--- START ---

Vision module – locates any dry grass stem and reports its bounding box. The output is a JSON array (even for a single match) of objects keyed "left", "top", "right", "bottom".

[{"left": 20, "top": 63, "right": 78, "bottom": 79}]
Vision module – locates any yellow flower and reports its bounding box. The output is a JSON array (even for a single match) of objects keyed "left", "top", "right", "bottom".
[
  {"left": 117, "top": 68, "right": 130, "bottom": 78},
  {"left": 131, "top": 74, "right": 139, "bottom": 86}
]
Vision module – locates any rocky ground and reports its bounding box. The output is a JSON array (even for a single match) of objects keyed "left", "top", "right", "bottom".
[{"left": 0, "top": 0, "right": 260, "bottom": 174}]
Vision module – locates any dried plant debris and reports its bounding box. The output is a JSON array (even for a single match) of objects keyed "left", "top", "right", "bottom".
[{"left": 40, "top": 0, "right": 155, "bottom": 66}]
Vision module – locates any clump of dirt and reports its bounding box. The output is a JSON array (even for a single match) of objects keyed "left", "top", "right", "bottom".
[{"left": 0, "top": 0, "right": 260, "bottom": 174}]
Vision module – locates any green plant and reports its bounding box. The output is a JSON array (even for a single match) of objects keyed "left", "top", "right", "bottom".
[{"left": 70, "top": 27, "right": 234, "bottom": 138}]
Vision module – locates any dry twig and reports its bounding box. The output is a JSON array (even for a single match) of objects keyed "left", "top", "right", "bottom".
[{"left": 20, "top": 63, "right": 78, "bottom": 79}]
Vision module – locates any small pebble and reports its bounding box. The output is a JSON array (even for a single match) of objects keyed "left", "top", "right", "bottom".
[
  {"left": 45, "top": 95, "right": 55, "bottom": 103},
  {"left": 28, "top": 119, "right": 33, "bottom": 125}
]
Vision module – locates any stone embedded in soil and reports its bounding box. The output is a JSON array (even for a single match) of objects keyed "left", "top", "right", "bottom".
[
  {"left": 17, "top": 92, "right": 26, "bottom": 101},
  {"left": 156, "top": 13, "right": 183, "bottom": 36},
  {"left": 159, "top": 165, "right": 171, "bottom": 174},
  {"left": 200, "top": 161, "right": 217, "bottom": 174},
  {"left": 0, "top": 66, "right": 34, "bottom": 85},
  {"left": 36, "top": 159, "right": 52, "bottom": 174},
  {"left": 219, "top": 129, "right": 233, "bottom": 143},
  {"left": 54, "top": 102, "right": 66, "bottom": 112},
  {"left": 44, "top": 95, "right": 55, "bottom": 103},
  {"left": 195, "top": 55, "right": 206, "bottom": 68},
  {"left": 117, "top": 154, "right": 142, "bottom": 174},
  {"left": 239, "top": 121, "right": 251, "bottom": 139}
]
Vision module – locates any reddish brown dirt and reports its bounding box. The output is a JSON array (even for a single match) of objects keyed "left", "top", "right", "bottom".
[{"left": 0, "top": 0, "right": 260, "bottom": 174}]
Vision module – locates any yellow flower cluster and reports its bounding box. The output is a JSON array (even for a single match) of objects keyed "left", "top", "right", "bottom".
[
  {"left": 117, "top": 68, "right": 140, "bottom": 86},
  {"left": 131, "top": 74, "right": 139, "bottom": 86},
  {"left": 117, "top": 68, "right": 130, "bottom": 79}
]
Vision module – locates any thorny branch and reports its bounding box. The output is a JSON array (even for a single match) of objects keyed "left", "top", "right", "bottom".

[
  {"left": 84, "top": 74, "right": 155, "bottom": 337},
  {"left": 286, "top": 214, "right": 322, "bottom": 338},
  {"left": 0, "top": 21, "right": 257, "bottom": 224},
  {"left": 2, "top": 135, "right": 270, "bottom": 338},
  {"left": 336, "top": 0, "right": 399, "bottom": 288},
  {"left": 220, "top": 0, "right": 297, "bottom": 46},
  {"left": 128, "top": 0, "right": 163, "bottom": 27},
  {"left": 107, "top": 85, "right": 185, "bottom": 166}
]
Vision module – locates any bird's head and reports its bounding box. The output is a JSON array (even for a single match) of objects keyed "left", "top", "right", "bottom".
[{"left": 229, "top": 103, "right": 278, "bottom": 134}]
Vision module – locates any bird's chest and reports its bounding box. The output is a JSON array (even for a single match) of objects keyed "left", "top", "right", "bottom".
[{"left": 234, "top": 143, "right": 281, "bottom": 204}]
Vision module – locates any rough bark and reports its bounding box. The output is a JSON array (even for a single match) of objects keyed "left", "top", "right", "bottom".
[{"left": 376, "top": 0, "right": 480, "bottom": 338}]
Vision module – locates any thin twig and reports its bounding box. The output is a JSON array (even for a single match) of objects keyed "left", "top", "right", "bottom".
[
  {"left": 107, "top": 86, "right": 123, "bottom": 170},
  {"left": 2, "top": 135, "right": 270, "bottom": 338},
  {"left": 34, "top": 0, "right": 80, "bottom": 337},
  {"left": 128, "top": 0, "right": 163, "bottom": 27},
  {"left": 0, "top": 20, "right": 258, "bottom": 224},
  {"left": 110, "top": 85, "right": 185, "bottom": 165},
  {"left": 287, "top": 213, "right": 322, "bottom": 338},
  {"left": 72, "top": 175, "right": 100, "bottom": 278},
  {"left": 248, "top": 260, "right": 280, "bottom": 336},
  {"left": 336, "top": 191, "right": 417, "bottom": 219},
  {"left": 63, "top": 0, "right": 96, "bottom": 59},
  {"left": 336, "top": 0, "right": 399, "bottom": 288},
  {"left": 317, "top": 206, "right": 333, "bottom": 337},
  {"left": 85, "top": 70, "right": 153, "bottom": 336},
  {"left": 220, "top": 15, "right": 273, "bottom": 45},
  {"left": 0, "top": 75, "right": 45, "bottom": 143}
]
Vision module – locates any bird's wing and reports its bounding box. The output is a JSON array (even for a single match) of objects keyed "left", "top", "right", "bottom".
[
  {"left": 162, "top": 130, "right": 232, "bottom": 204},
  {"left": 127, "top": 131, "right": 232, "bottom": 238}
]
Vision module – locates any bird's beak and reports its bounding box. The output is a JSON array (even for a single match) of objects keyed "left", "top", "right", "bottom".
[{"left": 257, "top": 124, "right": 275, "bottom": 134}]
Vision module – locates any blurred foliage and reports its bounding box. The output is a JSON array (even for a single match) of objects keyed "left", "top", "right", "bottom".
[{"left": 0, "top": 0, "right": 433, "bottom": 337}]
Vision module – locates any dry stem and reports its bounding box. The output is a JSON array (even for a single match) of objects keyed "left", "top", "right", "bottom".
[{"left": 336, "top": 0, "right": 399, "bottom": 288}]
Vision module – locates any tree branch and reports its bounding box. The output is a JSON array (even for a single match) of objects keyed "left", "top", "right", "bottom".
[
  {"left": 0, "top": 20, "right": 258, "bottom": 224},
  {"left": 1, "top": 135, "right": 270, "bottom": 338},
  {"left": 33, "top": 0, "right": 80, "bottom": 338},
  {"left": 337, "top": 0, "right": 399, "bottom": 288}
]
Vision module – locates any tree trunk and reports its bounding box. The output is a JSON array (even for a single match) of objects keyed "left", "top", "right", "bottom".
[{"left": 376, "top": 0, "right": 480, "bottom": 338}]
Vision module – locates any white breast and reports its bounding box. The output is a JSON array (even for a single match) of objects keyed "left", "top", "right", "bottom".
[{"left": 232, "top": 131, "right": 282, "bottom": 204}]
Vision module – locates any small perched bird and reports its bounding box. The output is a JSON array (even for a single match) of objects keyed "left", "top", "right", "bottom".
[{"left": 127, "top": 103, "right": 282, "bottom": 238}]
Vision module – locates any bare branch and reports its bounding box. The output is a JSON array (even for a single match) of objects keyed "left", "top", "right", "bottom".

--- END ---

Objective -> Reproduce all of the material above line for line, with no changes.

Response ->
Vision module – locates any dry grass stem and reports its bounding box. The output is a JSON array (even for a single match) of objects keyed "left", "top", "right", "bottom".

[{"left": 20, "top": 63, "right": 78, "bottom": 79}]
Vision module – locates any yellow flower and reports its bounding box. The output is a JSON array (even for a single match) of objects keyed "left", "top", "right", "bottom".
[
  {"left": 117, "top": 68, "right": 130, "bottom": 78},
  {"left": 131, "top": 74, "right": 139, "bottom": 86}
]
Vision module – locates any rocky ground and reports its bounding box. The output is a JSON array (even for a single match) of objects keyed "left", "top", "right", "bottom".
[{"left": 0, "top": 0, "right": 260, "bottom": 174}]
Vision module – locates any dried plant debris and reports its bounding box. The output is a JSON array (even for a single match) of objects keyed "left", "top", "right", "bottom".
[{"left": 40, "top": 0, "right": 155, "bottom": 66}]
Vision module – locates any clump of dirt and reports its bounding box. The output is a JSON array (even for a single match) of objects keyed "left", "top", "right", "bottom".
[{"left": 0, "top": 0, "right": 260, "bottom": 174}]
Vision module – locates any green plant and reports its bounding box. The output is a JSON array (even for a single match) of objects keyed "left", "top", "right", "bottom".
[{"left": 70, "top": 27, "right": 234, "bottom": 138}]
Vision module – locates any dry twig and reports its bounding box. The output is a JSON array (even for a single match) of objects keyed "left", "top", "right", "bottom".
[{"left": 20, "top": 63, "right": 78, "bottom": 79}]
Vision module – locates any small pebble and reports its bounding box. The output is a JSON array (even for a single match) of objects keyed "left", "top", "right", "bottom".
[
  {"left": 45, "top": 95, "right": 55, "bottom": 103},
  {"left": 28, "top": 119, "right": 33, "bottom": 125}
]
Vision module – locates any stone embedded in soil and reports its bounding box. The output is a JSON array (even for a single match) of objects keyed "left", "top", "right", "bottom".
[
  {"left": 17, "top": 92, "right": 26, "bottom": 101},
  {"left": 156, "top": 13, "right": 183, "bottom": 36},
  {"left": 159, "top": 165, "right": 171, "bottom": 174},
  {"left": 200, "top": 161, "right": 217, "bottom": 174},
  {"left": 0, "top": 66, "right": 34, "bottom": 85},
  {"left": 36, "top": 159, "right": 52, "bottom": 174},
  {"left": 219, "top": 129, "right": 233, "bottom": 143},
  {"left": 54, "top": 102, "right": 66, "bottom": 112},
  {"left": 44, "top": 95, "right": 55, "bottom": 103},
  {"left": 195, "top": 55, "right": 206, "bottom": 68},
  {"left": 117, "top": 154, "right": 142, "bottom": 174},
  {"left": 239, "top": 121, "right": 251, "bottom": 139}
]
Vision module – locates any reddish brown dirt and reports its bounding box. The output is a JSON array (even for a single match) of objects keyed "left", "top", "right", "bottom".
[{"left": 0, "top": 0, "right": 260, "bottom": 174}]
Vision module – locates any yellow flower cluster and reports its bounding box. The output is a JSON array (even for a single match) of objects keyed "left", "top", "right", "bottom".
[
  {"left": 117, "top": 68, "right": 140, "bottom": 86},
  {"left": 131, "top": 74, "right": 139, "bottom": 86},
  {"left": 117, "top": 68, "right": 130, "bottom": 79}
]
Vision module – locates any thorny branch and reports its bounding box. The output is a JSON array (even for a single match) of objects keyed "left", "top", "right", "bottom".

[
  {"left": 84, "top": 74, "right": 155, "bottom": 337},
  {"left": 286, "top": 214, "right": 322, "bottom": 338},
  {"left": 0, "top": 21, "right": 257, "bottom": 224},
  {"left": 2, "top": 135, "right": 270, "bottom": 338},
  {"left": 336, "top": 0, "right": 399, "bottom": 288},
  {"left": 220, "top": 0, "right": 297, "bottom": 46},
  {"left": 128, "top": 0, "right": 163, "bottom": 27},
  {"left": 107, "top": 85, "right": 185, "bottom": 166}
]
Vision module – locates any bird's head and reports its bounding box. The output is a JSON array (even for a single match) of objects keyed "left", "top", "right", "bottom".
[{"left": 229, "top": 103, "right": 278, "bottom": 134}]
Vision module – locates any bird's chest and reports its bounding box. The output is a JSON array (even for a single match) of objects keyed "left", "top", "right", "bottom".
[{"left": 234, "top": 143, "right": 281, "bottom": 204}]
Vision module – locates any rough bark and reports its bounding box. The output is a JSON array (even for a single match) of objects keyed "left", "top", "right", "bottom".
[{"left": 376, "top": 0, "right": 480, "bottom": 338}]
Vision module – locates any thin twig and reports its bounding box. The output is a JSON array (even for a single match) of objects keyed "left", "top", "right", "bottom".
[
  {"left": 107, "top": 86, "right": 123, "bottom": 170},
  {"left": 2, "top": 135, "right": 270, "bottom": 338},
  {"left": 34, "top": 0, "right": 80, "bottom": 337},
  {"left": 128, "top": 0, "right": 163, "bottom": 27},
  {"left": 0, "top": 20, "right": 258, "bottom": 224},
  {"left": 110, "top": 85, "right": 185, "bottom": 165},
  {"left": 287, "top": 213, "right": 322, "bottom": 338},
  {"left": 72, "top": 175, "right": 100, "bottom": 278},
  {"left": 248, "top": 260, "right": 280, "bottom": 336},
  {"left": 336, "top": 191, "right": 417, "bottom": 219},
  {"left": 63, "top": 0, "right": 96, "bottom": 59},
  {"left": 336, "top": 0, "right": 399, "bottom": 288},
  {"left": 317, "top": 206, "right": 333, "bottom": 337},
  {"left": 85, "top": 70, "right": 153, "bottom": 336},
  {"left": 220, "top": 15, "right": 273, "bottom": 45},
  {"left": 0, "top": 75, "right": 45, "bottom": 143}
]
Vision module – locates any bird's wing and reports its bounding box. The output is a JSON array (even for a single match) of objects keyed "left", "top", "right", "bottom".
[
  {"left": 162, "top": 130, "right": 232, "bottom": 204},
  {"left": 127, "top": 131, "right": 232, "bottom": 238}
]
Vision module – locates any bird's beak and reports its bounding box. The output is a JSON array (even for a single match) of objects keyed "left", "top", "right", "bottom".
[{"left": 257, "top": 124, "right": 275, "bottom": 134}]
Vision module – locates any blurred foliage and reports its bounding box. The output is a JSON array (even for a single match) of objects keyed "left", "top", "right", "bottom".
[{"left": 0, "top": 0, "right": 433, "bottom": 337}]
Vision module – locates any dry stem and reports its bounding box. The output is a JSON array (even for a single match) of objects keyed "left", "top", "right", "bottom".
[{"left": 336, "top": 0, "right": 399, "bottom": 288}]
Vision module – locates any tree branch and reports its bounding box. The output is a JSON array (even for a single match) of objects keyed "left", "top", "right", "bottom".
[
  {"left": 0, "top": 20, "right": 258, "bottom": 224},
  {"left": 1, "top": 135, "right": 270, "bottom": 338},
  {"left": 33, "top": 0, "right": 80, "bottom": 338},
  {"left": 337, "top": 0, "right": 399, "bottom": 288}
]
Vision module – locates any tree trunk and reports its bounding box. The output is a JSON array (even for a single match) of objects keyed "left", "top", "right", "bottom".
[{"left": 376, "top": 0, "right": 480, "bottom": 338}]
Vision module – locates any white breast and reports its bounding box. The output is a JSON array (even for a single match) of objects keyed "left", "top", "right", "bottom".
[{"left": 232, "top": 131, "right": 282, "bottom": 204}]
Vision module – locates any small perched bird and reports its bounding box. The output is a JSON array (even for a single match) of objects keyed "left", "top", "right", "bottom".
[{"left": 127, "top": 103, "right": 282, "bottom": 238}]
Vision module – locates any bare branch and reports its bounding box. The output is a JSON array (even for a single match) of objects keyed "left", "top", "right", "bottom".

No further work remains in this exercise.